#### [Requirement]
Write out the lines word for word, starting at the line that contains "Can you see the arm?" and ending with the last line.

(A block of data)

* Begin *

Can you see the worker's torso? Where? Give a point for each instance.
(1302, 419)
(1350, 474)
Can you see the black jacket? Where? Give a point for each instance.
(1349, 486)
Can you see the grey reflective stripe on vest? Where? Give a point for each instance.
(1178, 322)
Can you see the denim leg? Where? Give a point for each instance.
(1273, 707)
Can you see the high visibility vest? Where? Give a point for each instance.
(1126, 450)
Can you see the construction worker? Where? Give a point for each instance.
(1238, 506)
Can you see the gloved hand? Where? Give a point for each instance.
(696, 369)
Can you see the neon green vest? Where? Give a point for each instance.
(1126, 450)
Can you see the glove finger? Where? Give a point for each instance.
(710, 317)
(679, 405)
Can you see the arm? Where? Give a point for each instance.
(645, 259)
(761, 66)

* End *

#### [Finished exercise]
Can you see the arm? Where? Give a point for each instance.
(645, 259)
(761, 66)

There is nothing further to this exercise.